** PASSAGE TO READ **
Name: Leslie
September 06, 2003 04:03 PM | Location:
Response: Where is the Love ??????? |
Name: gwen de fortuna
September 06, 2003 01:16 AM | Location:
Response: First, I must say that this website itself is extraordinary. What a GIFT! Thank you. I hope to see the exhibition.
I was amazed, as I experienced the "First Entries" again here, at how vividly I recalled her words. The rhythm and passion of her writing is so distinct. I'm sure I feel it's influence even now. I know my first diary was started after I read hers; I must have been about 12 or 13. I think the thing that really hit me was her list of her ideal physical attributes. Can't we all identify with that pre-teen self-scrutiny? I know I did when I first read it, and I still do now. It's so endearingly human.

** RECORD SET **

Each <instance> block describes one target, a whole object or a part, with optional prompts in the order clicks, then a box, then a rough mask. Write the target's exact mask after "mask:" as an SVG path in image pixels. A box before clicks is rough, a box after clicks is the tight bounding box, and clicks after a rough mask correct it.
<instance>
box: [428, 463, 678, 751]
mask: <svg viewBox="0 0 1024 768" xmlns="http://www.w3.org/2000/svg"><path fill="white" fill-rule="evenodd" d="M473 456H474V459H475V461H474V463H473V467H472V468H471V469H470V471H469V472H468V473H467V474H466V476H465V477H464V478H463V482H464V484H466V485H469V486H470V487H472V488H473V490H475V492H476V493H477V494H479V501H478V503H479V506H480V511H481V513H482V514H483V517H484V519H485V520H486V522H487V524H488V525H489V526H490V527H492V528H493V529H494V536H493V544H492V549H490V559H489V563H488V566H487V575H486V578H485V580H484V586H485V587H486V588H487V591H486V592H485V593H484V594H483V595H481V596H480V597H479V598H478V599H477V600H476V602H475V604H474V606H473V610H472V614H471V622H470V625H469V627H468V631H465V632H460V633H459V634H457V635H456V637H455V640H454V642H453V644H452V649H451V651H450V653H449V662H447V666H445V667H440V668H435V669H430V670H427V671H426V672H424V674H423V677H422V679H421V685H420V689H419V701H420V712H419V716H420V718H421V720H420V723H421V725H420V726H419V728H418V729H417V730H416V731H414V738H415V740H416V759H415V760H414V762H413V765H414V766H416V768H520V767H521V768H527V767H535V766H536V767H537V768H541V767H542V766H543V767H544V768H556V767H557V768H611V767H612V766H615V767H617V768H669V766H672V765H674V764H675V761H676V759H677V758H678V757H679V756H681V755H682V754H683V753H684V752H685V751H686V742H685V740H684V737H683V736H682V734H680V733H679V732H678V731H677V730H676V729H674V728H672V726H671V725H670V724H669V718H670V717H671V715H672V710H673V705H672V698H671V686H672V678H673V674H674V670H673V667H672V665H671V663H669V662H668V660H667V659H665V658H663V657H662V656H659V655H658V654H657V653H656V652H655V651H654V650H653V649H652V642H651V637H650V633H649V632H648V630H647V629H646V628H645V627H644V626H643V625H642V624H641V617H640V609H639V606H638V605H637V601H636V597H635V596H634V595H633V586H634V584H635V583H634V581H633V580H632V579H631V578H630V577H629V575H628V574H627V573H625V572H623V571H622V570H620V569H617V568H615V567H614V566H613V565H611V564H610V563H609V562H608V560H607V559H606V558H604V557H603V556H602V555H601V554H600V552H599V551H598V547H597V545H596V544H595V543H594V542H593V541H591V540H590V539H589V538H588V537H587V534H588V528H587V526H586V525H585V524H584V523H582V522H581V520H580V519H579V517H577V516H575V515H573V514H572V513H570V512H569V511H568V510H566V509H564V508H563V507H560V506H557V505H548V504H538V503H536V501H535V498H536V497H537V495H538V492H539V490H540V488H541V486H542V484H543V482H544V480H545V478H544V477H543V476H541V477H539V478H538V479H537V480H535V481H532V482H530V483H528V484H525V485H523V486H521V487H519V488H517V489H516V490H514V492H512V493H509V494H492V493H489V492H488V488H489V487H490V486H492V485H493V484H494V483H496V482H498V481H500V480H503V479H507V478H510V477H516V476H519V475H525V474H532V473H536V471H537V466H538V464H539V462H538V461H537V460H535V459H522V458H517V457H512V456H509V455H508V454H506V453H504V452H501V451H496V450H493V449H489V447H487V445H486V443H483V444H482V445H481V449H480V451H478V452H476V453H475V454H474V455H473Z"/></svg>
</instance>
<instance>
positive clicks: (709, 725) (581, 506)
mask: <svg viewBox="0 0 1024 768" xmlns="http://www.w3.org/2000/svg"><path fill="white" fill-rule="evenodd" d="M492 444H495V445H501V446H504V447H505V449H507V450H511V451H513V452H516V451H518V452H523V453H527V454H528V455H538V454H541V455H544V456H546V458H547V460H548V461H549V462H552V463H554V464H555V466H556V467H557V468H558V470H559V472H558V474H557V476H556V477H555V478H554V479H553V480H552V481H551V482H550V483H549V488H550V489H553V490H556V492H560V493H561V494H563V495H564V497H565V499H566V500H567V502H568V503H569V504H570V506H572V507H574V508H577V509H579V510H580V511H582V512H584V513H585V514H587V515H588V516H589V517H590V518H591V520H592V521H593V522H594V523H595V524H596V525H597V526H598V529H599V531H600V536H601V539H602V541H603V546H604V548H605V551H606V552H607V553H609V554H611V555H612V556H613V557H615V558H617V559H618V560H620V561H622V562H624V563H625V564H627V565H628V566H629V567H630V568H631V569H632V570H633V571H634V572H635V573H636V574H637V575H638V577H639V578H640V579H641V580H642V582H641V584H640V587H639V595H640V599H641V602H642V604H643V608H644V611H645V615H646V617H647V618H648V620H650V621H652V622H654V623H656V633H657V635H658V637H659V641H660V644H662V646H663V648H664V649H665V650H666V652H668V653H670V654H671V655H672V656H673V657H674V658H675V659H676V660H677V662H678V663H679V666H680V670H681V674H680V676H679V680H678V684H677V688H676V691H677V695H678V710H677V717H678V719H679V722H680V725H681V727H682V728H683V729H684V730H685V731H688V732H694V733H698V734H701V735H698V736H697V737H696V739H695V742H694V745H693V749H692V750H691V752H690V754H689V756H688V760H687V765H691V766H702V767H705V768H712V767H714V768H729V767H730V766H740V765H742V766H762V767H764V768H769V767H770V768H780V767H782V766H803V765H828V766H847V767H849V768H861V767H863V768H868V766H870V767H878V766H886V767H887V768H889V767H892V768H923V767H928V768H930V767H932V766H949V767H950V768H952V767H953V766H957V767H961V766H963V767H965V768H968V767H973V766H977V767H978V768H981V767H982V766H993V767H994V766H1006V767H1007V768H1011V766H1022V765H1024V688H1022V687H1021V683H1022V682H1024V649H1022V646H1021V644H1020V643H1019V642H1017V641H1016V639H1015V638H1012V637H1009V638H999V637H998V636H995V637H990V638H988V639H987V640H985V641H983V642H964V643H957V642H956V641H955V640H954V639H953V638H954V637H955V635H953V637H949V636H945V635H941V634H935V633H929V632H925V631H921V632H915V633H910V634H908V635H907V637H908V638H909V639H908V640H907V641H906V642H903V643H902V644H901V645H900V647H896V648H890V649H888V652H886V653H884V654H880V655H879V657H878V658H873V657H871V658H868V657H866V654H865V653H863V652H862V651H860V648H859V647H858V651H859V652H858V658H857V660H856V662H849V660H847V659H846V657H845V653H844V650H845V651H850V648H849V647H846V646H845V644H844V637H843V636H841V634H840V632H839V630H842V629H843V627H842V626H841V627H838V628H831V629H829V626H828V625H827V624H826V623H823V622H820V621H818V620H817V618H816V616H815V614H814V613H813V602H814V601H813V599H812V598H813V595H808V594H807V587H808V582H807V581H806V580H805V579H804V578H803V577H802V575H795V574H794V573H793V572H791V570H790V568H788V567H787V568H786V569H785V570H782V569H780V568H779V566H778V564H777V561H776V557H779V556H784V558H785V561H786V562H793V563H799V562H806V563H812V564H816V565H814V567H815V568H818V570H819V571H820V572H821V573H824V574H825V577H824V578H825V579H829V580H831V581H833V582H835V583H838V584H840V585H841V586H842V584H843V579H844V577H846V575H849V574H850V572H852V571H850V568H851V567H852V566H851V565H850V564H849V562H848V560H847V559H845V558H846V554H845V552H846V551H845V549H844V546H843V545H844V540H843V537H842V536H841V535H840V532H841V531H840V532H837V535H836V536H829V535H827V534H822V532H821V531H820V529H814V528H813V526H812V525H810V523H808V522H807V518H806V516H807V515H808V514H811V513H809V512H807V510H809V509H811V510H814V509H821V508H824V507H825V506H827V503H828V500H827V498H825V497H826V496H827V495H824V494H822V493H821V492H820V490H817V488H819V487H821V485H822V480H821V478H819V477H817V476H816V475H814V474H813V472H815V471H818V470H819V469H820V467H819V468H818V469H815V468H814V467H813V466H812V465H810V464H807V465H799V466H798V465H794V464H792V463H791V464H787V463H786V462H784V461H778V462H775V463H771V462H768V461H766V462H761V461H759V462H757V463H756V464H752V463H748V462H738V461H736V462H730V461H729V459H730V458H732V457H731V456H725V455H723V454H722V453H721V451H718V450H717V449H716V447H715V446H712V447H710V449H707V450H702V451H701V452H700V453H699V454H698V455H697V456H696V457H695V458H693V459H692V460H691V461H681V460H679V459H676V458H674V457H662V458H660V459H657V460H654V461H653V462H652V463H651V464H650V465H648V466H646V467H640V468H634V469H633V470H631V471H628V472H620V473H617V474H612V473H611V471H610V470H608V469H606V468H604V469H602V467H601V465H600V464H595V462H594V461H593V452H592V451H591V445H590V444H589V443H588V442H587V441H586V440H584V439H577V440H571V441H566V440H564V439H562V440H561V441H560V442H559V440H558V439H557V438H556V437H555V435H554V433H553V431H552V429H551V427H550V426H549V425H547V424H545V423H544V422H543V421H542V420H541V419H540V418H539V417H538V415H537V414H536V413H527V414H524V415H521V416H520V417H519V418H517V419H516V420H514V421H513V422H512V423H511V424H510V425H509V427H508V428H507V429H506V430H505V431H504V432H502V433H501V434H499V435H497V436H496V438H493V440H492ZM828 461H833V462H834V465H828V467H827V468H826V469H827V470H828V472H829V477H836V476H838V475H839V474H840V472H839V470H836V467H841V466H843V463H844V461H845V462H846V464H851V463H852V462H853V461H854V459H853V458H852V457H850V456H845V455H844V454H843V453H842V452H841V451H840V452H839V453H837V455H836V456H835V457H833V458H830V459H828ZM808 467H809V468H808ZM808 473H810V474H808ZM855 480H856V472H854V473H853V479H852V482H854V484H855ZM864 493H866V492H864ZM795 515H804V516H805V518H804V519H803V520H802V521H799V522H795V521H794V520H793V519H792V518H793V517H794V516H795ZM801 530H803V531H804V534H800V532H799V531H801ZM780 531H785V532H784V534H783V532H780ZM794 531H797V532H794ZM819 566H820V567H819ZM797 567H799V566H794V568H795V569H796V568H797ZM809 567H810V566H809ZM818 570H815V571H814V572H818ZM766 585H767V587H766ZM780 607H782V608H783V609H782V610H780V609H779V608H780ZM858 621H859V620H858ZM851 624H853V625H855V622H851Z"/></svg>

** INSTRUCTIONS **
1 – Quote the guestbook responses from "I was amazed, as" up to and including "so endearingly human.".
2 – In the guestbook responses, condense the paragraph beginning "I was amazed, as I experienced" into a short bulleted list that keeps its main facts.

** RESPONSES IN ORDER **
1 –
I was amazed, as I experienced the "First Entries" again here, at how vividly I recalled her words. The rhythm and passion of her writing is so distinct. I'm sure I feel it's influence even now. I know my first diary was started after I read hers; I must have been about 12 or 13. I think the thing that really hit me was her list of her ideal physical attributes. Can't we all identify with that pre-teen self-scrutiny? I know I did when I first read it, and I still do now. It's so endearingly human.

2 –
- Rereading the "First Entries" on the site, the writer was amazed at how vividly she recalled the words.
- The rhythm and passion of the diary's writing are distinct, and the writer feels their influence even now.
- The writer started her own first diary at about 12 or 13, after reading this one.
- What struck her most was the list of ideal physical attributes. She sees it as relatable pre-teen self-scrutiny that she identified with then and still does, and finds it endearingly human.